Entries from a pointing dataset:
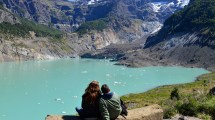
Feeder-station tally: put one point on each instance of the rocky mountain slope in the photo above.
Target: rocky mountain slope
(128, 18)
(187, 39)
(86, 25)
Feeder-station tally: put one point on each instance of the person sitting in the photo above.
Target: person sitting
(90, 101)
(109, 104)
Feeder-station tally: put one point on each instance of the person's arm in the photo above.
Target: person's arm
(103, 110)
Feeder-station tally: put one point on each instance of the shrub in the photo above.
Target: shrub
(169, 112)
(175, 94)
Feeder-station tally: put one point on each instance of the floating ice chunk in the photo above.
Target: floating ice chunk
(117, 82)
(84, 72)
(108, 75)
(3, 115)
(63, 112)
(58, 99)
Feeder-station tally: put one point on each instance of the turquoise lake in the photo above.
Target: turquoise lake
(31, 90)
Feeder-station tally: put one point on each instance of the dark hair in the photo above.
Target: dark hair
(92, 92)
(105, 88)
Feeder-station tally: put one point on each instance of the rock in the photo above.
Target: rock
(153, 112)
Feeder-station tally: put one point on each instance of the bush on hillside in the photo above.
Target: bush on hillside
(175, 94)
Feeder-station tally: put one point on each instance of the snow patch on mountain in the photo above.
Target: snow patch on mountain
(159, 6)
(182, 3)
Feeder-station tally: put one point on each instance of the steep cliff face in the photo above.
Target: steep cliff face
(187, 38)
(68, 16)
(121, 21)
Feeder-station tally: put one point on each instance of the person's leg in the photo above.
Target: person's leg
(79, 110)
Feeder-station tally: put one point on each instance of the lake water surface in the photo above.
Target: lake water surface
(31, 90)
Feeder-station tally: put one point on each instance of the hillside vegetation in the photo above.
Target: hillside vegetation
(190, 99)
(199, 15)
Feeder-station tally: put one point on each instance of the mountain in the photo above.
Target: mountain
(187, 39)
(85, 25)
(68, 16)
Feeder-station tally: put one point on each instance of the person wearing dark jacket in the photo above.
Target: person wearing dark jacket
(109, 104)
(90, 101)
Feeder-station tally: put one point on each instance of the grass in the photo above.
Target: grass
(194, 99)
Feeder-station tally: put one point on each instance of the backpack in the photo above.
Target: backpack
(124, 109)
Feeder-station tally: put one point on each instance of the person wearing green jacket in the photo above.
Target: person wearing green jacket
(109, 104)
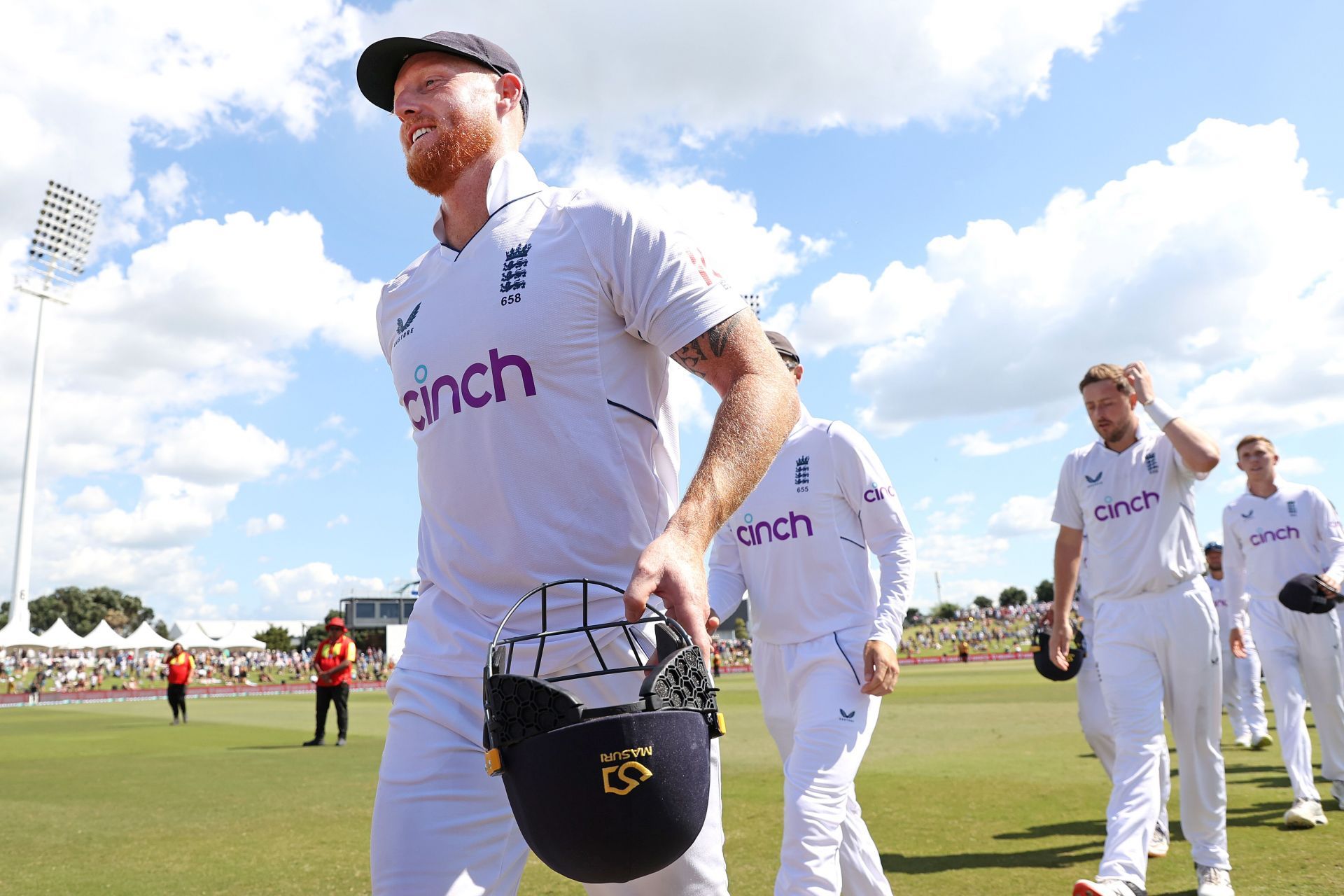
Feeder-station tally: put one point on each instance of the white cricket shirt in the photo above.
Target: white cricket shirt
(533, 367)
(1266, 542)
(1136, 508)
(800, 543)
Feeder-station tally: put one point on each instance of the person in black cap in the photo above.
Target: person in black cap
(824, 634)
(528, 348)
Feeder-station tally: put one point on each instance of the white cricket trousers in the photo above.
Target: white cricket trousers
(1242, 696)
(822, 723)
(1301, 657)
(1154, 650)
(1101, 736)
(442, 827)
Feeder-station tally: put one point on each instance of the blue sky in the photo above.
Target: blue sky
(952, 207)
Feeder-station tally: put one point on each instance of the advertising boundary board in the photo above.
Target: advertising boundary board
(200, 692)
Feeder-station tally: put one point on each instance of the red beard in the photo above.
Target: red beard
(458, 141)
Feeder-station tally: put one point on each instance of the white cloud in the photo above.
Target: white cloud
(90, 498)
(168, 190)
(749, 255)
(158, 71)
(980, 444)
(1224, 234)
(216, 449)
(949, 552)
(934, 61)
(1301, 465)
(169, 514)
(1023, 514)
(261, 526)
(312, 583)
(320, 461)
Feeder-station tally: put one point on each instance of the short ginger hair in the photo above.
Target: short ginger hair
(1253, 440)
(1107, 374)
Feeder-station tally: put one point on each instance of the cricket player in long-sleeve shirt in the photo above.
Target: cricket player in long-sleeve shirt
(1273, 532)
(824, 634)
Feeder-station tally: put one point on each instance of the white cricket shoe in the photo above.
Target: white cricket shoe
(1108, 887)
(1160, 843)
(1214, 881)
(1306, 813)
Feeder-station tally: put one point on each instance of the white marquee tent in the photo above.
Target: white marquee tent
(194, 638)
(239, 640)
(62, 637)
(146, 638)
(104, 636)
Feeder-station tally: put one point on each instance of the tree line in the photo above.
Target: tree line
(1009, 597)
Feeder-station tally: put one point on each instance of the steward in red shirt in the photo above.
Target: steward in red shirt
(181, 665)
(334, 662)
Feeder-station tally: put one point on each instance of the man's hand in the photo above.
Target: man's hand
(1060, 638)
(673, 568)
(881, 668)
(1142, 381)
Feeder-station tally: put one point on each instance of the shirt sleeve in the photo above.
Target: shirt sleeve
(1329, 533)
(1068, 511)
(885, 528)
(1234, 566)
(727, 582)
(655, 276)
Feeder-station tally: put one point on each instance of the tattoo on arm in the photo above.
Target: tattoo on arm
(715, 339)
(692, 355)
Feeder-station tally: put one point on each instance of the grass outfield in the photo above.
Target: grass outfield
(977, 780)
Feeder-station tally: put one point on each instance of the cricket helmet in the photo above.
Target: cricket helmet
(603, 794)
(1308, 594)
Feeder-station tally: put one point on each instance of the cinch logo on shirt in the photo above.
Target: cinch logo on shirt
(1281, 533)
(878, 493)
(428, 397)
(765, 531)
(1114, 510)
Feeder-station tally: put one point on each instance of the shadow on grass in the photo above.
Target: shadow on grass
(1044, 859)
(270, 747)
(1093, 828)
(1257, 816)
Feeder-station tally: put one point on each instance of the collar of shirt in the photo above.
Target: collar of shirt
(512, 178)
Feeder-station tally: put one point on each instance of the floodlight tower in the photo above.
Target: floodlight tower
(57, 255)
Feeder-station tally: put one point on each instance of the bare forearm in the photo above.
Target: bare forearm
(1068, 558)
(755, 418)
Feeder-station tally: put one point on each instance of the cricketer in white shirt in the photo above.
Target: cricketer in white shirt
(1132, 496)
(530, 354)
(1273, 532)
(1242, 696)
(800, 547)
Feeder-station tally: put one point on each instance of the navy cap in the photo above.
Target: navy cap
(783, 346)
(384, 59)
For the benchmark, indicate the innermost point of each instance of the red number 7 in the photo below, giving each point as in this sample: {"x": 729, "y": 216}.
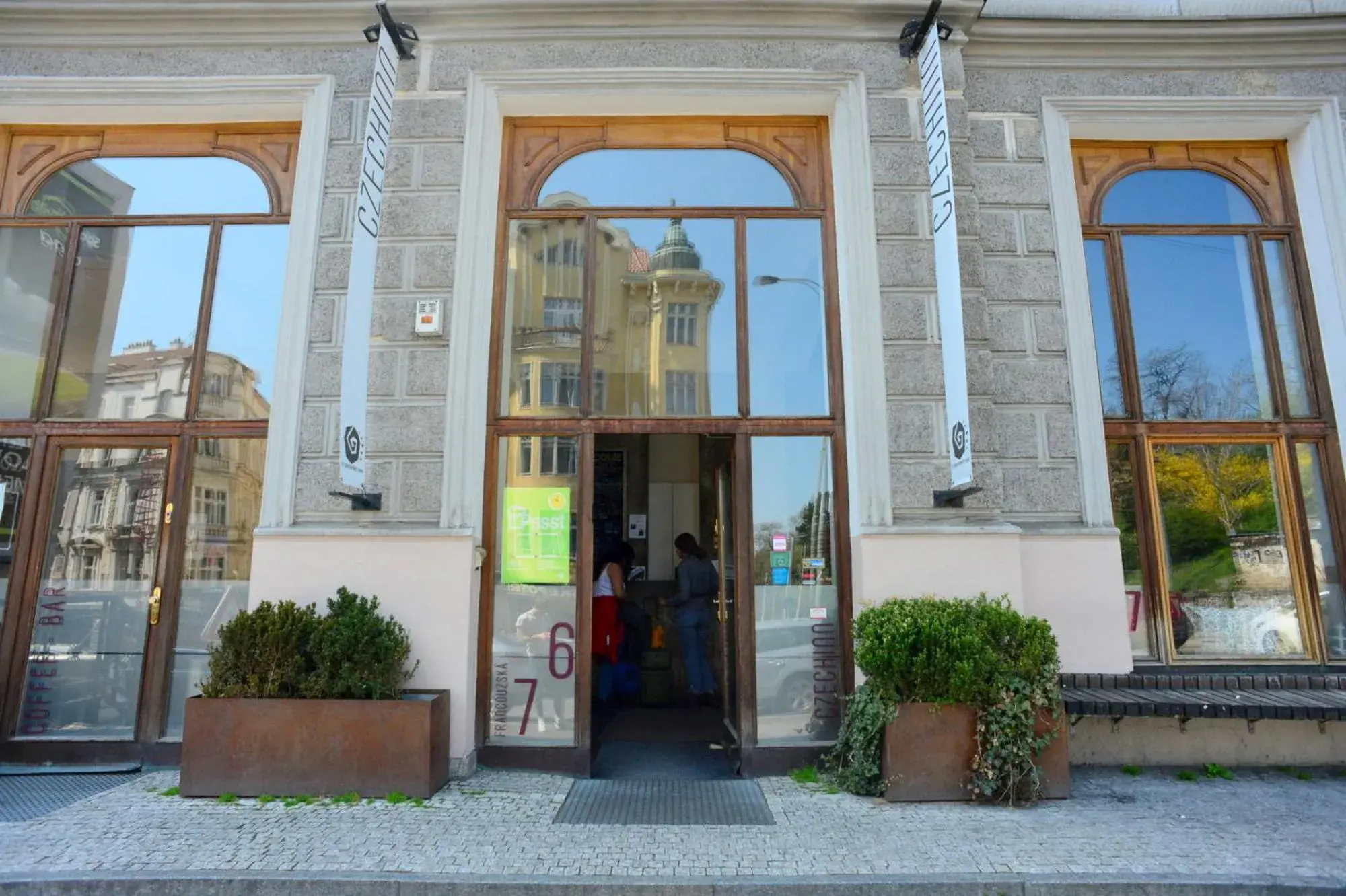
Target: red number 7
{"x": 528, "y": 707}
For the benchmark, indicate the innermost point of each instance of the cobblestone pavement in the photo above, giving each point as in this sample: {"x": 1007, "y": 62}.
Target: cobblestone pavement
{"x": 1263, "y": 824}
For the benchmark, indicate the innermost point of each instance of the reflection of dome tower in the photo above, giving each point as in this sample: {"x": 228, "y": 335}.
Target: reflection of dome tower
{"x": 676, "y": 252}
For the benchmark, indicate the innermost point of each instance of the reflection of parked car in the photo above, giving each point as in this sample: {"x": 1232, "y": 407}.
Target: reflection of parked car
{"x": 1277, "y": 632}
{"x": 785, "y": 665}
{"x": 95, "y": 645}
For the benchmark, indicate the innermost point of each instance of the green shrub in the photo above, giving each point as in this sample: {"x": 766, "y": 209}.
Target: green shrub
{"x": 981, "y": 653}
{"x": 359, "y": 655}
{"x": 855, "y": 762}
{"x": 263, "y": 653}
{"x": 286, "y": 650}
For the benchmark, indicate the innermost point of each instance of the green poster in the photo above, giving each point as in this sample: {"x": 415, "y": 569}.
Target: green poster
{"x": 538, "y": 537}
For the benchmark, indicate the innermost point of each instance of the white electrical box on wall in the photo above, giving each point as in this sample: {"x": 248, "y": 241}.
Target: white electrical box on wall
{"x": 429, "y": 322}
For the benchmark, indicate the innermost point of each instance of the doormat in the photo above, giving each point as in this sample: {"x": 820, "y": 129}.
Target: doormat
{"x": 28, "y": 797}
{"x": 662, "y": 761}
{"x": 664, "y": 802}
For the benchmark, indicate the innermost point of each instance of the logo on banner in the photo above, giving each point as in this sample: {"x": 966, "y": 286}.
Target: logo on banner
{"x": 353, "y": 445}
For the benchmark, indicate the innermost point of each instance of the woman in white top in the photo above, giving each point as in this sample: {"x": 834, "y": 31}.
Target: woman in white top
{"x": 609, "y": 587}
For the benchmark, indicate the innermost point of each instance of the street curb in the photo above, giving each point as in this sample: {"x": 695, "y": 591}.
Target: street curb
{"x": 383, "y": 885}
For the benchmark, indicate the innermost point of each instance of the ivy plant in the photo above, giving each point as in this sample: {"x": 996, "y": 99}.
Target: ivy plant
{"x": 979, "y": 653}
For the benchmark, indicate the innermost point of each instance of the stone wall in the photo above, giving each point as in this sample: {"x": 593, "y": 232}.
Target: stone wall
{"x": 1024, "y": 437}
{"x": 1033, "y": 422}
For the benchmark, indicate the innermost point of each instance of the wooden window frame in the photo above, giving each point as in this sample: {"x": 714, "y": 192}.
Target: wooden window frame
{"x": 799, "y": 149}
{"x": 1262, "y": 172}
{"x": 30, "y": 155}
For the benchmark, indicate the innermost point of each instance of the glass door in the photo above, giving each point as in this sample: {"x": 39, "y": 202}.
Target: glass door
{"x": 726, "y": 609}
{"x": 98, "y": 593}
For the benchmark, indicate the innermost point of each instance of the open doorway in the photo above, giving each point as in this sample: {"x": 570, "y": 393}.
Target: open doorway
{"x": 664, "y": 684}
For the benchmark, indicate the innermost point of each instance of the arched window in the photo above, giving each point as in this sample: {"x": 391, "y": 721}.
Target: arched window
{"x": 643, "y": 178}
{"x": 671, "y": 281}
{"x": 151, "y": 186}
{"x": 1213, "y": 402}
{"x": 142, "y": 274}
{"x": 178, "y": 266}
{"x": 1177, "y": 197}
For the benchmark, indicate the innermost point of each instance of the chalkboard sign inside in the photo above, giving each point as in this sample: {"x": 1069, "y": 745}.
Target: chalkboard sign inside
{"x": 609, "y": 500}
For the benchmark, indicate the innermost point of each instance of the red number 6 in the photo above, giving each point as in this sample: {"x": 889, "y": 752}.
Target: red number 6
{"x": 557, "y": 648}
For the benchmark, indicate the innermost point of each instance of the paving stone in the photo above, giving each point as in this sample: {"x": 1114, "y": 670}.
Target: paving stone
{"x": 1263, "y": 825}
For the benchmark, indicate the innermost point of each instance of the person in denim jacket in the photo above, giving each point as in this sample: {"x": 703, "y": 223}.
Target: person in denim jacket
{"x": 698, "y": 586}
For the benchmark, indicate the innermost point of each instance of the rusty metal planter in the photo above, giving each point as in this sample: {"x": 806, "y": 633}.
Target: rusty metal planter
{"x": 929, "y": 749}
{"x": 295, "y": 747}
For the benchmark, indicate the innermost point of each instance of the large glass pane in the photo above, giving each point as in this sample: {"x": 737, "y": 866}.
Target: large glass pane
{"x": 30, "y": 264}
{"x": 544, "y": 320}
{"x": 1106, "y": 333}
{"x": 1199, "y": 336}
{"x": 94, "y": 602}
{"x": 134, "y": 306}
{"x": 534, "y": 598}
{"x": 1322, "y": 542}
{"x": 1230, "y": 579}
{"x": 14, "y": 474}
{"x": 1122, "y": 474}
{"x": 799, "y": 632}
{"x": 667, "y": 178}
{"x": 666, "y": 338}
{"x": 227, "y": 477}
{"x": 788, "y": 359}
{"x": 1287, "y": 328}
{"x": 244, "y": 324}
{"x": 1177, "y": 197}
{"x": 166, "y": 186}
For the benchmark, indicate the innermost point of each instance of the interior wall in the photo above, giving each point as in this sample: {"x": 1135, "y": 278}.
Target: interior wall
{"x": 675, "y": 500}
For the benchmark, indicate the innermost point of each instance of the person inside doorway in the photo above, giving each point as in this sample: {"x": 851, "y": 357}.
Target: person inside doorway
{"x": 698, "y": 586}
{"x": 609, "y": 590}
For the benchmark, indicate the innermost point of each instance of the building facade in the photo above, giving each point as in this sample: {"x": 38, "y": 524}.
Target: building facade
{"x": 684, "y": 271}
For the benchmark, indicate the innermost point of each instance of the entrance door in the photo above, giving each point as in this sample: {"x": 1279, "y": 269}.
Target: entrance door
{"x": 726, "y": 605}
{"x": 95, "y": 594}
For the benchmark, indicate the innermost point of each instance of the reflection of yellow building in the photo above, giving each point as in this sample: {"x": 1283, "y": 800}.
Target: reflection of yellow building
{"x": 651, "y": 332}
{"x": 110, "y": 525}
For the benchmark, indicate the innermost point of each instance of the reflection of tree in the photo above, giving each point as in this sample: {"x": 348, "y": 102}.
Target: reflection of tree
{"x": 1177, "y": 384}
{"x": 1209, "y": 494}
{"x": 806, "y": 540}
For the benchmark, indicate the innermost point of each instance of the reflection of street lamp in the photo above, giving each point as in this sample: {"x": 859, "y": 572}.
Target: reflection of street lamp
{"x": 768, "y": 281}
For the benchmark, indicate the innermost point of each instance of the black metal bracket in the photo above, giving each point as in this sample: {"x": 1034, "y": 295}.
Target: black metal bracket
{"x": 915, "y": 33}
{"x": 954, "y": 497}
{"x": 402, "y": 33}
{"x": 363, "y": 500}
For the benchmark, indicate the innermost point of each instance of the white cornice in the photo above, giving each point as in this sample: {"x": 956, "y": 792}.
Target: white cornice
{"x": 1162, "y": 44}
{"x": 1161, "y": 9}
{"x": 271, "y": 24}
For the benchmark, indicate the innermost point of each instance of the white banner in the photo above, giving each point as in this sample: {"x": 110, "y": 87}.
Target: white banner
{"x": 947, "y": 275}
{"x": 364, "y": 251}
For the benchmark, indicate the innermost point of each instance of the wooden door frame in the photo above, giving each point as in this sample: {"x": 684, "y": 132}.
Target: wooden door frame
{"x": 157, "y": 648}
{"x": 534, "y": 149}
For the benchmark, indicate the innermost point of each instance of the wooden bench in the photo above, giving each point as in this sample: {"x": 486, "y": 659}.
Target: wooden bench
{"x": 1313, "y": 698}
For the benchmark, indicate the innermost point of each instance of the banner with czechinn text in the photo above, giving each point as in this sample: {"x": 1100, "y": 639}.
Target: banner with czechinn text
{"x": 947, "y": 276}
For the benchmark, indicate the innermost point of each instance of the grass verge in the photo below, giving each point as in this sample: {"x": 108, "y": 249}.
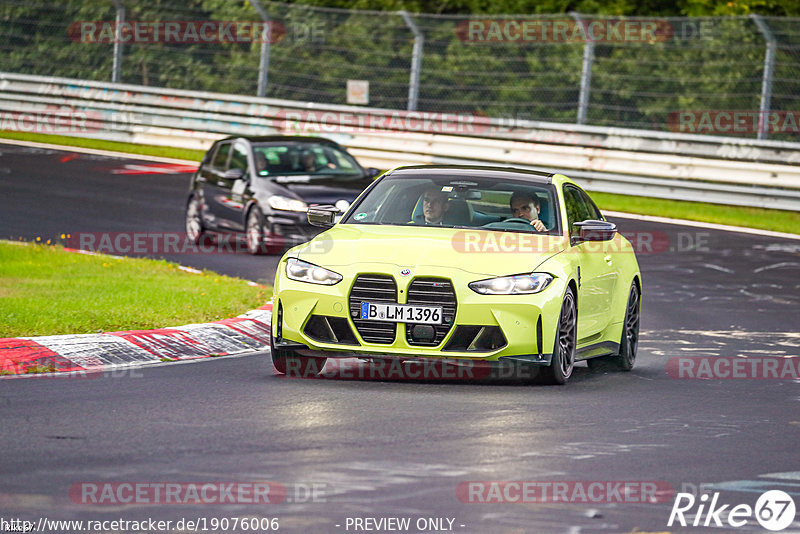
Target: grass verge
{"x": 46, "y": 291}
{"x": 99, "y": 144}
{"x": 775, "y": 220}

| What you have to do |
Reproduce the lines above, exactly and exclusively, from the line containing "the white cornice" down to the last line, both included; pictures are not part of the copy.

| Written response |
For the benchmark, indicate the innermost point of each instance of the white cornice in the photo above, giving each point as in this sample: {"x": 956, "y": 792}.
Target: white cornice
{"x": 1162, "y": 44}
{"x": 1161, "y": 9}
{"x": 271, "y": 24}
For the benchmark, indicate the innermost point of each instance of the white banner in the photo above, giving each point as in this sample: {"x": 110, "y": 87}.
Target: white banner
{"x": 947, "y": 275}
{"x": 364, "y": 251}
For the benchmark, indicate the innermost point of each instance of the wooden door frame in the photo above, giving each point as in this sample: {"x": 684, "y": 132}.
Target: wooden door frame
{"x": 157, "y": 648}
{"x": 534, "y": 149}
For the benchmark, indicate the innermost point of each instance of the wooden bench in the photo above, giving each point as in this sample: {"x": 486, "y": 659}.
Target: wooden bench
{"x": 1313, "y": 698}
For the benchmark, indicate the innermost point of each instance of the banner with czechinn text in the photo above, giving each point as in this sample: {"x": 1100, "y": 639}.
Target: banner with czechinn text
{"x": 947, "y": 276}
For the benchmark, indicate the innermost point of each instance of the grass verge in the photo below, giving each point as in this sample: {"x": 108, "y": 249}.
Target: grass verge
{"x": 46, "y": 291}
{"x": 99, "y": 144}
{"x": 775, "y": 220}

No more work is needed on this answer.